• [REQUIREMENT]:
Extract all lines from the data beneath that include the word "tree".

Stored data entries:

[Start of Attachment]

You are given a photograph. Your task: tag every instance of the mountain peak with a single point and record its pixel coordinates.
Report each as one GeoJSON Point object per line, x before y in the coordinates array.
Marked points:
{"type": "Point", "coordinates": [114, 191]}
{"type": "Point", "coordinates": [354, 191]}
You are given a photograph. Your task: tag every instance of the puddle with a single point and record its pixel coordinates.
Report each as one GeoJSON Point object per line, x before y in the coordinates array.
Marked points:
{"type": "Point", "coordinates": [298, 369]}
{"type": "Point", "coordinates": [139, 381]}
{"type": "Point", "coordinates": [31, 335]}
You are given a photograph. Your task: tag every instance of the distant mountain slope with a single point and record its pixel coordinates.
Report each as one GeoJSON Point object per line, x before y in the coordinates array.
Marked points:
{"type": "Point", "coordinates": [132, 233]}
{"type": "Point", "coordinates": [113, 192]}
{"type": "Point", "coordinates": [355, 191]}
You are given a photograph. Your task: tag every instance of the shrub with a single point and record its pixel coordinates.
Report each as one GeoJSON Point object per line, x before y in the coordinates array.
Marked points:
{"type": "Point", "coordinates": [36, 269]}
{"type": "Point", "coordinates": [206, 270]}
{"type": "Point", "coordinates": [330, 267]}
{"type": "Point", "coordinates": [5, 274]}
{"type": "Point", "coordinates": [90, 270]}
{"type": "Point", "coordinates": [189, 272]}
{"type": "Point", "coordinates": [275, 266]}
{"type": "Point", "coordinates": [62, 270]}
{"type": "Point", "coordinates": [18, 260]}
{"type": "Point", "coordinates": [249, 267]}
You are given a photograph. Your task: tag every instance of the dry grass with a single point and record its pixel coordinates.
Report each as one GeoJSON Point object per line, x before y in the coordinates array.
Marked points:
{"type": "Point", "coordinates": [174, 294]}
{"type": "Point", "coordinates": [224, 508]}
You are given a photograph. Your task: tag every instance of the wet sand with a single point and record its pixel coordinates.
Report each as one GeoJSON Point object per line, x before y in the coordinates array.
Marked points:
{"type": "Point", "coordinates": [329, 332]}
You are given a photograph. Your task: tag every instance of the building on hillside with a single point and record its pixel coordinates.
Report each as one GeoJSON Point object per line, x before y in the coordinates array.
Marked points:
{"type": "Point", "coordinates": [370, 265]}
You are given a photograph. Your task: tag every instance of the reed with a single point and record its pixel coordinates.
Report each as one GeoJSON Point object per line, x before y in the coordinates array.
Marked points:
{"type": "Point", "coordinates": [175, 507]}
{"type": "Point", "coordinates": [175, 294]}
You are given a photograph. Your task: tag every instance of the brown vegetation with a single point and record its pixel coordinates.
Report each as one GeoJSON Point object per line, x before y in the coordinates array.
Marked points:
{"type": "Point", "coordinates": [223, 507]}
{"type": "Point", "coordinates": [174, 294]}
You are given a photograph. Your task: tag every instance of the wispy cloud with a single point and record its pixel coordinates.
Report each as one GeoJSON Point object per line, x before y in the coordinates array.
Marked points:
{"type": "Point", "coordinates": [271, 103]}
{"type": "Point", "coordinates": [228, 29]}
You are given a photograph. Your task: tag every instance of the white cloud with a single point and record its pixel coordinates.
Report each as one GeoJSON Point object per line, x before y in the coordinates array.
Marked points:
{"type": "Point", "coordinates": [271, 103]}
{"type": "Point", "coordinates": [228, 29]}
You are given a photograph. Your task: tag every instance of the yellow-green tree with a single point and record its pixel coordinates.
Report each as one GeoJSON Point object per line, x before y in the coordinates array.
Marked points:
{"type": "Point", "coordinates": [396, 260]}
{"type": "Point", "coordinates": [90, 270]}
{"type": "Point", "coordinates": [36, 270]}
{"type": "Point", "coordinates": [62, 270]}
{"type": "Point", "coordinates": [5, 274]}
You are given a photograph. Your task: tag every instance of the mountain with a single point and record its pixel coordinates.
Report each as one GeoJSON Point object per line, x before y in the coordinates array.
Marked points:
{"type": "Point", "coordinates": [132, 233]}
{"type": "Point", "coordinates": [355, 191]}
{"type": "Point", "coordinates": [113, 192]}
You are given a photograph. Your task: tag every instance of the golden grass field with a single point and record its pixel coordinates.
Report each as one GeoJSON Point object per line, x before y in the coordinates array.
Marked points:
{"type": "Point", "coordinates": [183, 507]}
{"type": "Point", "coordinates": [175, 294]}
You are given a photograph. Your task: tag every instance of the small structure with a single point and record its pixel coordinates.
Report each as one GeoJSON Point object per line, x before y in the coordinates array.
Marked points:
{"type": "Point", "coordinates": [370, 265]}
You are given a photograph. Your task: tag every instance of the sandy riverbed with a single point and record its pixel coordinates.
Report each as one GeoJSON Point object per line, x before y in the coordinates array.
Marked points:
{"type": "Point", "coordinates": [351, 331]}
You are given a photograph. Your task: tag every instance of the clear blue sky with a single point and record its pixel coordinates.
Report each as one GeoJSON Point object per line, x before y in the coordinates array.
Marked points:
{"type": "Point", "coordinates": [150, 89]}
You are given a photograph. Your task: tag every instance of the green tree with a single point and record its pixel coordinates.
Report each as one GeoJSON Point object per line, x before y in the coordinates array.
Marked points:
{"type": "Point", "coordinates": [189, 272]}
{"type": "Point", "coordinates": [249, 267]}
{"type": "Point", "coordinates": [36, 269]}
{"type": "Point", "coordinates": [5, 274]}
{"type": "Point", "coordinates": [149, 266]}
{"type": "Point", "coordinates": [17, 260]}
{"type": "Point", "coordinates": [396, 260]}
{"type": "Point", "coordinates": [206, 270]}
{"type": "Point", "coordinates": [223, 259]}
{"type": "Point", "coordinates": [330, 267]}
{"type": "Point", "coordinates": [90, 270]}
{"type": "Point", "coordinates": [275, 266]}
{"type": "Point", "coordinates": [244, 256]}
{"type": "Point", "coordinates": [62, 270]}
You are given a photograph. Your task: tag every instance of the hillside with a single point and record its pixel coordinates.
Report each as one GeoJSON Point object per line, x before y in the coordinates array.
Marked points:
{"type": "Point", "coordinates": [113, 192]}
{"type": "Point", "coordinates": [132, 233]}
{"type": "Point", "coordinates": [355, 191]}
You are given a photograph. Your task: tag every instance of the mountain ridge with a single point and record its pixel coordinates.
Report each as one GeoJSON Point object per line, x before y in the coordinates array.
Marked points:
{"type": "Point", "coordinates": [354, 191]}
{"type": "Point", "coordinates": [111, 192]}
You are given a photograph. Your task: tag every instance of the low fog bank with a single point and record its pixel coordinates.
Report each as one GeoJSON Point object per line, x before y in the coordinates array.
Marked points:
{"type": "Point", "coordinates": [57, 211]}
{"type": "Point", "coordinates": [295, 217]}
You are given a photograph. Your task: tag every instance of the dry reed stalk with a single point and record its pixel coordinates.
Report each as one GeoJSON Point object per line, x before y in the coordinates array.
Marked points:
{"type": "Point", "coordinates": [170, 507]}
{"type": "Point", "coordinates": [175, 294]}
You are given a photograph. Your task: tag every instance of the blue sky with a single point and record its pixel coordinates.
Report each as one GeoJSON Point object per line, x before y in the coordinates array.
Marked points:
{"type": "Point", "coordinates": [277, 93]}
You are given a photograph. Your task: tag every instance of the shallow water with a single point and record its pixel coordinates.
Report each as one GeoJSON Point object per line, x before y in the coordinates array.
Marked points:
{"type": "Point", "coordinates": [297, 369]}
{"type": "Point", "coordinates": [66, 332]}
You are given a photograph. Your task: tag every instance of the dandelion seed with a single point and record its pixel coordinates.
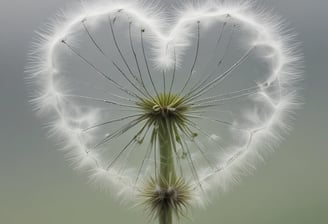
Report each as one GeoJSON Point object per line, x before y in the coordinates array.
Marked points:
{"type": "Point", "coordinates": [160, 112]}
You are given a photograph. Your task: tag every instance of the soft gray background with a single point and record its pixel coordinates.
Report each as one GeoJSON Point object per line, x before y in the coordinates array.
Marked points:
{"type": "Point", "coordinates": [37, 185]}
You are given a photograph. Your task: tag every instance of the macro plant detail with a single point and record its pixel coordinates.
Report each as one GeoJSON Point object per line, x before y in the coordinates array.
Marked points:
{"type": "Point", "coordinates": [165, 110]}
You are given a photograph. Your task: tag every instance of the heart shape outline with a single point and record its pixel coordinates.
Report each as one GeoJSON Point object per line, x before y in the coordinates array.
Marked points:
{"type": "Point", "coordinates": [41, 71]}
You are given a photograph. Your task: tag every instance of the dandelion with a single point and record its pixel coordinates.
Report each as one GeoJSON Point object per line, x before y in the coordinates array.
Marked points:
{"type": "Point", "coordinates": [162, 110]}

[End of Attachment]

• [ANSWER TO THE EXERCISE]:
You are given a photograph. Your task: tag every instance of the yellow-green tree with a single point and record its pixel coordinates.
You are given a photograph. Your task: tag every instance of the green tree with a single point and record its pixel coordinates.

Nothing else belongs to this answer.